▶ _Цитируемый текст_:
Как биографическое направление обходится с той же проблемой субъективности, как методологически она осваивается? Наслоение жизненных практик в биографии объективирует приобретающие социальное значение индивидуальные жизненные образцы (удачных/неудачных карьер, успешных/неуспешных браков, миграции, стратегий выживания и т. д.), «передавая» их в пространство наследуемого социального опыта и изменяющегося социального времени. Этот процесс превращения субъективного в интерсубъективное, т. е. разделяемое в социальном взаимодействии, и далее в объективированное – процесс выкристаллизовывания социальности.

В заключение необходимо отметить, что понятие биографии не воспроизводит разрыва между индивидом и обществом, а, скорее, структурирует обе сферы. В своих проявлениях в виде истории жизни и институциональных биографических паттернов биография перекрывает теоретически сконструированный разрыв между внутренней и внешней сферами. Таким образом, биография имеет двойное значение. С одной стороны, она относится к социальной структуре, предоставляя действующим лицам различные социально смоделированные жизненные пути, которые тем предстоит пройти в своей жизни. А с другой – она относится к той истории, которую индивид способен и намерен рассказать.

§ 4. Биография и Устная история

Человеческая память и социальная история находятся в непростых отношениях взаимного отчуждения/освобождения. Как писал М.К. Лавабр, «память… славится умением тихо, но искренне сопротивляться тогда, когда политические власти грубо обращаются с историей и манипулируют прошлым» [Лавабр, 1996, с. 233]. Это искреннее сопротивление памяти, не вошедшей в официальную память, соответственно и в официальную историю общества, стало широко востребовано в наше время переписывания идеологий. Перестройка открыла архивы, сформулировала политический заказ на новые национальные идеи, заодно либерализировала и отношение к ущемленным в истории социальным группам, коллективная память которых стала оформлять собственные дискурсы. Можно солидаризироваться с мнением П. Нора о предперестроечном Советском Союзе: «В противовес истории, которая практически из лжи превратилась в так называемую научность, возврат к памяти, может быть, и не является прямым подходом к исторической правде, но, без сомнения, является символом свободы и альтернативой тирании» (цит. по: [Лавабр, 1996, с. 234]).

▶ _Цель задания_:
Продолжите текст о биографии и устной истории, начав сразу после его последнего предложения. Приведённые далее данные взяты из другого источника.

▶ _Исходные данные_:
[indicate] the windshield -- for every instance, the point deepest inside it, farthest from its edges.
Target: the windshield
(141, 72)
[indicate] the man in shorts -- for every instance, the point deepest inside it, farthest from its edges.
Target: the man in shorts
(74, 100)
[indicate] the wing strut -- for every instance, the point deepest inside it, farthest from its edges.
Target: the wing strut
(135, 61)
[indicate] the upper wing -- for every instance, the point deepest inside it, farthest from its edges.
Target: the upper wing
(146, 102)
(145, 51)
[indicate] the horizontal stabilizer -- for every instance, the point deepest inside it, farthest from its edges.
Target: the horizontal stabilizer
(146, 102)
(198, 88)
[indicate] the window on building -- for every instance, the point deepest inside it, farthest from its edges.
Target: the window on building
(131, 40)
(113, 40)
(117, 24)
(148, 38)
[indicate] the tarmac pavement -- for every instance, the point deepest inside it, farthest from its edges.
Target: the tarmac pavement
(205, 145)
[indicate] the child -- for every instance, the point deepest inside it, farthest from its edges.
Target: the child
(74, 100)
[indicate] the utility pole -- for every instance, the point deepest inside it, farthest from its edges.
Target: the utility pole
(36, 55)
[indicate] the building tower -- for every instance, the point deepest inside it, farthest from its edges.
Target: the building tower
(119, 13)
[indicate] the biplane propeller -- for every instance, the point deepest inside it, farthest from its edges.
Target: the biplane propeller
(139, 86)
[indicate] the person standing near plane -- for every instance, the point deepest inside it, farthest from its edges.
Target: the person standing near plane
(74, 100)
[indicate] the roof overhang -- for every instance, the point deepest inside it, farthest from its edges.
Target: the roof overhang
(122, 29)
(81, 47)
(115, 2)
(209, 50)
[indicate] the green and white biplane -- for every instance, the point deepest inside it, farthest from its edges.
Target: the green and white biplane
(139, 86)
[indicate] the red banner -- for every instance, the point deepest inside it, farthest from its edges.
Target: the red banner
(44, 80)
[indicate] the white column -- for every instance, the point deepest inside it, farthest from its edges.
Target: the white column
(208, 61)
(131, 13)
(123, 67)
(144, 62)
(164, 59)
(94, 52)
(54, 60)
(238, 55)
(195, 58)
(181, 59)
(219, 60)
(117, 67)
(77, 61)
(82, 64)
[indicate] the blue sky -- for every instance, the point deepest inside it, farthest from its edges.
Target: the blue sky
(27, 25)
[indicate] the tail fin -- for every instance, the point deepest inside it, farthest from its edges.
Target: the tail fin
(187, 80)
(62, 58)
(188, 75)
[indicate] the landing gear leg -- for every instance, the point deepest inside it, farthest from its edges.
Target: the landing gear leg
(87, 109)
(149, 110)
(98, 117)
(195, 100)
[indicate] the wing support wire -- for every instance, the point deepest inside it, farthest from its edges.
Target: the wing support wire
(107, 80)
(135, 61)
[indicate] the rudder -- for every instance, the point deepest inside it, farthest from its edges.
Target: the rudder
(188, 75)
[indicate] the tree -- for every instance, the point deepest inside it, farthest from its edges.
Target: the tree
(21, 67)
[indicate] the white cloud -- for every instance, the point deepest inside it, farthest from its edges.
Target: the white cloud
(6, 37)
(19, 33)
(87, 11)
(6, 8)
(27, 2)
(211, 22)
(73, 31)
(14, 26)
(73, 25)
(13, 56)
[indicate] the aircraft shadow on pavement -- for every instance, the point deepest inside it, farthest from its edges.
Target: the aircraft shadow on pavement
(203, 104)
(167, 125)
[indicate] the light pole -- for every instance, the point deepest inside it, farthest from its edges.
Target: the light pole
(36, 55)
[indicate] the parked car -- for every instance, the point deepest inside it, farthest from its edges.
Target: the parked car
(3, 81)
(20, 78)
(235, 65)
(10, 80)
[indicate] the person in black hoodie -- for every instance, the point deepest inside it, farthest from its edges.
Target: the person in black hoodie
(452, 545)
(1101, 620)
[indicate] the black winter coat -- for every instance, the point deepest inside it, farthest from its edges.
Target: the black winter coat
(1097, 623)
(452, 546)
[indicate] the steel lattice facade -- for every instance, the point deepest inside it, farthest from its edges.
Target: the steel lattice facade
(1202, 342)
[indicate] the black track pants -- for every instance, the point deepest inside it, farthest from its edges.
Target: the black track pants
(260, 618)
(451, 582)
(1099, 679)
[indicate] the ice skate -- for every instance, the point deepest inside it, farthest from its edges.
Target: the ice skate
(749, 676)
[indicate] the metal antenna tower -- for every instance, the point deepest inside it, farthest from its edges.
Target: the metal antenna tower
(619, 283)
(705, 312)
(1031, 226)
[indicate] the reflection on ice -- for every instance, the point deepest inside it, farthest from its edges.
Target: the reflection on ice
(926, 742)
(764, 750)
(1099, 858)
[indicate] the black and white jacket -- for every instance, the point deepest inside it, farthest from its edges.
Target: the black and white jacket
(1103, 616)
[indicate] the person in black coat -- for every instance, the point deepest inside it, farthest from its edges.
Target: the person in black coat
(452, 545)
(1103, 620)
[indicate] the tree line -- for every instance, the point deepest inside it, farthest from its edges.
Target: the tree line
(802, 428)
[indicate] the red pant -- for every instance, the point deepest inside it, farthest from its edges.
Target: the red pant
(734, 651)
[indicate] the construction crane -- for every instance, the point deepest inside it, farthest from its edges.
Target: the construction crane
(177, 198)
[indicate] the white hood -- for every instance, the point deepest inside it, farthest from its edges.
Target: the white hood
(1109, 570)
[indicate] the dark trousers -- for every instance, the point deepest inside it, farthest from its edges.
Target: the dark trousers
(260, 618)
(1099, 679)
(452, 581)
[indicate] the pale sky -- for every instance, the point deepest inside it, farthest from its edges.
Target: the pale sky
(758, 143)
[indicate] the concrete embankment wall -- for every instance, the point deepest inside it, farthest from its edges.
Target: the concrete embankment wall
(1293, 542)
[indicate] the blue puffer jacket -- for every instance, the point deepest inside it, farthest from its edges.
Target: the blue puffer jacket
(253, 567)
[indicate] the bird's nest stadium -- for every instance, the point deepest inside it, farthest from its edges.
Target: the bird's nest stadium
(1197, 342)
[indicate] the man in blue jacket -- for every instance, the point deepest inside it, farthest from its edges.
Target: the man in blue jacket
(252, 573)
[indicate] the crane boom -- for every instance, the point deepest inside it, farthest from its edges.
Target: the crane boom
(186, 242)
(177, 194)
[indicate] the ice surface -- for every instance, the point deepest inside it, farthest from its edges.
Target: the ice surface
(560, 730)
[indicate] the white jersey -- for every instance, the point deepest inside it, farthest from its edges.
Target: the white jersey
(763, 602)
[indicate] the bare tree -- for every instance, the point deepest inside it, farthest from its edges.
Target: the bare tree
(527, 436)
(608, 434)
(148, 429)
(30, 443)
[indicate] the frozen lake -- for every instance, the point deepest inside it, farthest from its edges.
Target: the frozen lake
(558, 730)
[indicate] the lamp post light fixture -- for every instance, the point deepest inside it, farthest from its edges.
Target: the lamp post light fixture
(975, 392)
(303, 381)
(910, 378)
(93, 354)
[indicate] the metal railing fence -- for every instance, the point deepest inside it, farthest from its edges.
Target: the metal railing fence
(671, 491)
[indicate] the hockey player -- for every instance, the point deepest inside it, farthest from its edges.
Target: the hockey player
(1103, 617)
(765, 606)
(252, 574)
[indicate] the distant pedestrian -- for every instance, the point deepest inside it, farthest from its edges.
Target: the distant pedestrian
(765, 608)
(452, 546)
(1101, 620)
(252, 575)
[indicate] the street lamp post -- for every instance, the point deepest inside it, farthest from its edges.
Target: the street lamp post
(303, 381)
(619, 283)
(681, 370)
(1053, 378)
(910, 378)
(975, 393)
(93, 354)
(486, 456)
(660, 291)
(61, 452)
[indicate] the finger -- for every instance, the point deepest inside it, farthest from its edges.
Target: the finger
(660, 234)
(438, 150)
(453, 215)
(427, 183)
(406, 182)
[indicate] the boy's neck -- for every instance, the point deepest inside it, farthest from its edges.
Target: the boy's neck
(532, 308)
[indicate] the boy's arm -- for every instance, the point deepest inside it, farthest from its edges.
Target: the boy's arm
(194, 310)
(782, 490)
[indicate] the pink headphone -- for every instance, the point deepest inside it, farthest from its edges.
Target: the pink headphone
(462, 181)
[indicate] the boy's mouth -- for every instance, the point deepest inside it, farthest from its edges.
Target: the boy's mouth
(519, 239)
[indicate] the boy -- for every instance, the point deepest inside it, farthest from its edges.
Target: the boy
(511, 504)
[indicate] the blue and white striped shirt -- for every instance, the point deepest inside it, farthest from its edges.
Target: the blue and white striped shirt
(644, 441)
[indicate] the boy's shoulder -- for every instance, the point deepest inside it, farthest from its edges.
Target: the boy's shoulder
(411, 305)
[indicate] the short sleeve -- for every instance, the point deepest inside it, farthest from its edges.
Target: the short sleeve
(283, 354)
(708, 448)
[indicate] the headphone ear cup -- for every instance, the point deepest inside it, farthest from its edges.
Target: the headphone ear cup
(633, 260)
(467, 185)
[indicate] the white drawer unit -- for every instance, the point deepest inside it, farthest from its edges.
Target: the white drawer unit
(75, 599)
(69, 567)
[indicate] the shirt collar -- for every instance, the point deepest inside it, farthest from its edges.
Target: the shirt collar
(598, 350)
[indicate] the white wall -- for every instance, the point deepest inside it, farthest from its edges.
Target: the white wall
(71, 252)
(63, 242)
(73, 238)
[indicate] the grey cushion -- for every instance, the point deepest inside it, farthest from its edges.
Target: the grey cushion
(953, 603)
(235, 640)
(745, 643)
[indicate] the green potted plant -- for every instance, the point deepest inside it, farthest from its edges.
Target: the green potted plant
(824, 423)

▶ _Результат задания_:
В общем русле тематизации субъективности развиваются и устно-исторические исследования. Объектами изучения Устной истории также являются субъективные воспоминания, личные переработки пережитого, индивидуальное поведение и его объяснение в истории, личная ответственность в исторических процессах и их толкование вместе с биографическими конструкциями и жизненными путями. Воспоминания, опрос свидетелей, биографии и автобиографии, личные фотографии и другие субъективные объекты воспоминаний – важнейшие источники для исследования исторического развития. Субъекты, а также их опыты играют значительную роль в анализе развития консенсуса и конфликта в обществе, в отношении между «большой политикой» и субъективными возможностями в общественных отношениях, их границах и связях. Речь здесь идет об исследовании людей в истории и об их способе обращения с историей, о топосе вспоминать, означать, понимать.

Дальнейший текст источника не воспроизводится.